## REQUIRED ACTIONS
a: In the Earp family passage, why did Huey's boast about his flat feet keeping him out of WWI stay in Wayne's mind? Answer in one to three sentences.
b: Reproduce the Earp family passage word for word, starting at "Earnest Earp, son" and ending at "at the post.".

## TEXT BLOCK

------------------------

In 1931, Ernie was fourteen. He graduated Agra High School 1936, spent a few years hoboing around the country before returning to his dad’s farm in Stroud, as his sister Opal recounts below. Enlisted in the US Army Feb. 1939 at Cheyenne Wyoming and was stationed first at Ft. Laramie in Laramie Wyoming. After Pearl Harbor, the newspapers carried this report:


Earnest Earp, son of Mr. and Mrs. Huey Earp, one and a half miles north of Chandler, left Tuesday for his post at Ft. Mears, Alaska, having been summoned by telegram. Young Earp is with the 37th Infantry and has been in Alaska since May 1st. It will take him eleven days on a boat to reach Dutch Harbor after he reaches Seattle. Several Oklahoma Indian boys are stationed there with him, he stated but there are no other Lincoln county boys at the post.

Earp was born near Kendrick and was graduated from the Agra high school in 1936. He was home on a 60 day furlough when word reached him. Asked what he thought about the war, he replied, "There is no question but that we will win it." His father with him stated that if he were young enough he would be happy to 'join up'.

Chandler News Publicist, 22 Dec. 1941


His grandson Wayne, now the only witness to these distant events, recognizes Huey’s gung-ho words as the happy-to-join malarky that was second-nature to the man, hardened horse-trader that he was. (His father had been a horse breeder.) As a boy Wayne heard Huey boast of how his flat feet kept him out of WWI, a fight for which he was otherwise prime meat. It stayed in his mind because he inherited his  granddad’s feet, though in his own day (1968-70 of the Vietnam War) it was not considered an impediment. Pun intended.

Grandpa was not only a horse-trading malarky man, he could be mean and cruel. He had a windmill to pump water for the livestock, but my grandma Arly had to carry the water for the kitchen from the well a couple of hundred yards away. One fall day he took me out into the woods to hunt squirrels. He would spot a nest high up in a tree and shoot into it with a .22 Mauser rifle (originally belonging to Ernie) to see if a squirrel dropped out. All the better care if it was a small one--it’d make a more tender stew. In my twenties, after reading Walter Noble Burns’ The Saga of Billy the Kid --found in an abandoned farmhouse when I was fourteen--I learned that while Hollywood movies gave the killers black eyes, the most cold-blooded killers of the old west--Bill Hitchcock, Billy the Kid, Wyatt Earp and their ilk--had blue eyes. I knew then who Hughey was.

------------------------

## GIVEN INFORMATION
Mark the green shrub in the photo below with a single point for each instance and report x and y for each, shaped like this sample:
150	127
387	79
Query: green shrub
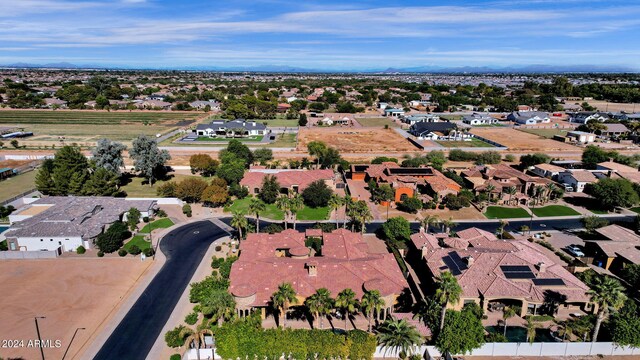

------------------------

## THE ANSWERS
a: It stayed in Wayne's mind because he inherited his granddad's flat feet. In his own day, during the Vietnam War in 1968-70, flat feet were not considered an impediment.

b:
Earnest Earp, son of Mr. and Mrs. Huey Earp, one and a half miles north of Chandler, left Tuesday for his post at Ft. Mears, Alaska, having been summoned by telegram. Young Earp is with the 37th Infantry and has been in Alaska since May 1st. It will take him eleven days on a boat to reach Dutch Harbor after he reaches Seattle. Several Oklahoma Indian boys are stationed there with him, he stated but there are no other Lincoln county boys at the post.